> _WHAT THE TASK REQUIRES_
Output each line of the data below verbatim, keeping the original order.

> _DATA FOR THIS TASK_

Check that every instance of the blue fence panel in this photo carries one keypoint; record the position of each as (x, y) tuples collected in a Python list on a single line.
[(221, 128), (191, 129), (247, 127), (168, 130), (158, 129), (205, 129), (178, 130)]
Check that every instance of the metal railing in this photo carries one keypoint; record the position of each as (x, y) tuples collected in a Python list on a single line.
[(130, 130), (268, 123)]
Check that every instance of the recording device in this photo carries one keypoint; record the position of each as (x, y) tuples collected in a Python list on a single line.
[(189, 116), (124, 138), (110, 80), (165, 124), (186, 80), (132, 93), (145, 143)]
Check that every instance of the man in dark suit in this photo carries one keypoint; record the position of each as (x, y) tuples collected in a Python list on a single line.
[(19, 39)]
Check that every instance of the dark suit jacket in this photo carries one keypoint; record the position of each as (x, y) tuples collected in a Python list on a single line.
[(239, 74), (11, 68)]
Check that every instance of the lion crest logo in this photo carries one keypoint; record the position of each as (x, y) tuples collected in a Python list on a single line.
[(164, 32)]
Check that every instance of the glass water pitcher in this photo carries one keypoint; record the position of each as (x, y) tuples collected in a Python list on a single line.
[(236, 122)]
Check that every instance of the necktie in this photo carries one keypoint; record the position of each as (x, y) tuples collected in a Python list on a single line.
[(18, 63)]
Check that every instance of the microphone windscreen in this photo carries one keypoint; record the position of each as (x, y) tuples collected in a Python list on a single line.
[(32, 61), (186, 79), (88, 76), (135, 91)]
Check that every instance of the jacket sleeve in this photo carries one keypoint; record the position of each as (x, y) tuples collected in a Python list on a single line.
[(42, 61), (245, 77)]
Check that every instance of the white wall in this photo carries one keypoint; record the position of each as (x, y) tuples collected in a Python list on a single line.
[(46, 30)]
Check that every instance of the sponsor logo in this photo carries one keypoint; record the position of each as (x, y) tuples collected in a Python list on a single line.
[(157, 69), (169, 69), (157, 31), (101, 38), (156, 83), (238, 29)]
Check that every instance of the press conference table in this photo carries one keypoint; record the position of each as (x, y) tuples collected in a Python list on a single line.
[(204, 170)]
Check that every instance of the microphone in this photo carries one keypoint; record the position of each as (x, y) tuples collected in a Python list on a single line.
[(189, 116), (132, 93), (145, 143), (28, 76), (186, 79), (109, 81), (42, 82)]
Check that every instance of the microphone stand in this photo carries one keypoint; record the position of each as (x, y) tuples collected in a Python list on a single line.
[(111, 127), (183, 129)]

> _COMPLETED EXERCISE_
Check that every instance of the blue fence panel in this photo carries one keypoint; record the position of each as (x, y) tuples collected in a Python list on a single line.
[(221, 128), (191, 129), (247, 127), (168, 130), (158, 129), (205, 129), (178, 130)]
Check that every instance of the metal railing in this photo carries one keypoint; record the position of each as (x, y) tuples collected in a Python list on a single line.
[(130, 130), (268, 123)]
Check that every instance of the recording device in this photo carries one keypoint; record the position of each as (x, y) tuples collected in a Python list on a single line.
[(189, 116), (124, 138), (110, 80), (165, 124), (186, 80), (132, 93), (145, 143)]
Check that every instance of the man in dark suit in this photo carries one keypoint; record the position of each as (x, y) tuples collected in a Python list on a single line.
[(19, 39)]
Check that every instance of the dark suit jacket in this photo carries one keypoint; record the position of each as (x, y) tuples collected in a Python list on a single line.
[(239, 74), (11, 68)]
Check that every instance of the lion crest logo in this photo carries one keypoint; record the position of each as (x, y) tuples collected in a Python list on a single line.
[(164, 32)]
Check that every instance of the glass water pitcher in this photo carries one keypoint; record the position of each as (x, y) tuples collected in a Python list on a single line.
[(236, 122)]
Check that every instance of the necktie in this photo carries one keypoint; record the position of each as (x, y) tuples collected in a Python list on a single line.
[(18, 63)]
Check that every instance of the microphone windscreen in this photo carries one keypoint; record the position of each as (x, y) tuples collected in a Python list on a single line.
[(32, 61), (186, 79), (88, 76), (135, 91)]
Check that every instance of the jacket sleeve in this photo carries one keypoint; record the position of each as (x, y) tuples collected in a Python list on a single line.
[(42, 61), (245, 77)]
Check that every instance of the white wall in this photo carries one keypoint; record the position of each as (x, y) tuples collected in a Python list on a single line.
[(46, 30)]
Check that every instance of the sponsor logo in this photo carries one keypoint; record the position of each as (x, y) tuples collected in a Python list on a single line.
[(157, 69), (169, 69), (157, 31), (101, 38), (156, 83), (238, 29)]
Check that every instance of the press conference table in this photo carries one keypoint; record the position of each as (x, y) tuples collected in a Python list on a single line.
[(204, 170)]
Check that every instance of the microphone in this photo carries one keypoint; record the position of each as (x, y) tuples collected in a Python list on a single line.
[(189, 116), (132, 93), (145, 143), (28, 76), (186, 79), (109, 81), (42, 82)]
Check that every instance of the microphone stand in this photo carries one keypoint; record the position of each as (x, y) tuples collected in a Python list on a single line.
[(111, 127), (183, 129)]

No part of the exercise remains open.